Activity =
The records below must be written out exactly, with every picture left behind.

Provided data =
※
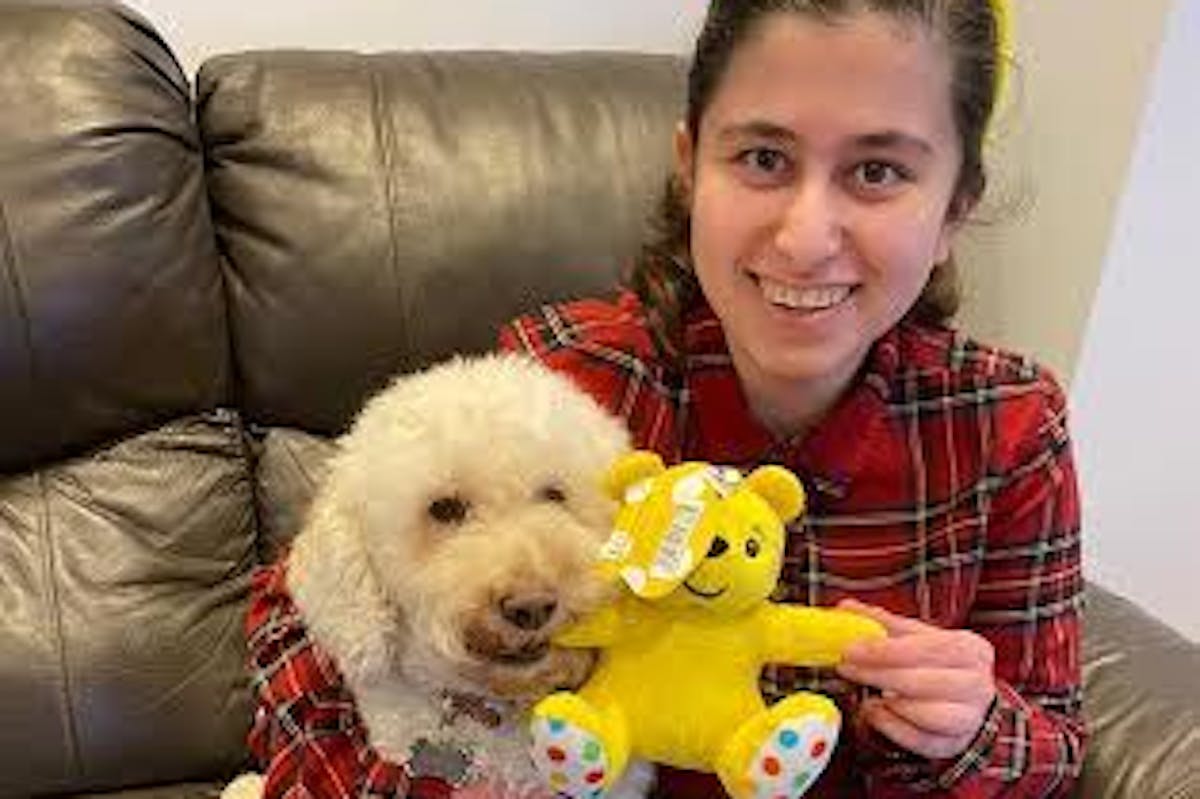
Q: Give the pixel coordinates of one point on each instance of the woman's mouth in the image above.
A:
(808, 299)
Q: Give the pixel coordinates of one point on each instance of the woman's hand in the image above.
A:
(936, 684)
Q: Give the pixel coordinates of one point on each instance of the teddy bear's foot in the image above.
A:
(781, 751)
(579, 750)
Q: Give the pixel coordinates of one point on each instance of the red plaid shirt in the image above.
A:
(307, 734)
(941, 487)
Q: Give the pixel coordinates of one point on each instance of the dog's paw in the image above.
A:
(246, 786)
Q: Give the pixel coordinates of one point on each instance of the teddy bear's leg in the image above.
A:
(580, 749)
(781, 751)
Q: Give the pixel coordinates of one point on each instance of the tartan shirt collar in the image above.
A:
(724, 428)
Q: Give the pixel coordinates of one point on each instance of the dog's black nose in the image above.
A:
(528, 611)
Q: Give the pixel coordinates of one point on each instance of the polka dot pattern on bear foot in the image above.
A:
(570, 760)
(792, 757)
※
Your solution =
Q: Give the pixel coordinates of one point on each instance of the woman's mouth in the image above.
A:
(808, 299)
Q: Give the pixel coordinates of one point on each instance of the woman's hand in the image above.
A:
(936, 684)
Q: Give the pixel coordinates of one point on each instance of the teddy bear's foot in the image above.
A:
(781, 751)
(579, 750)
Q: Give the pixel coordinates of one point on each instance of the red plaid shirt in the image above.
A:
(307, 734)
(941, 487)
Q: Give the pixel coordinates of one point on each instance of the dog's paw in the image above.
A:
(246, 786)
Q: Give the pixel coordinates of one point on each instance of the teddy bear's leg in the image above.
A:
(580, 749)
(781, 751)
Q: Give the pixel coordinates of one point on each instance of the tartan shirt collar in the image above.
A:
(724, 428)
Q: Give the pixel coordinates of one point on each instance of the dog's black nose in the image above.
A:
(528, 611)
Q: Give the pixel coordinates of one point on each instance of the polka dot pattern on bear foot in the image above.
A:
(570, 760)
(792, 757)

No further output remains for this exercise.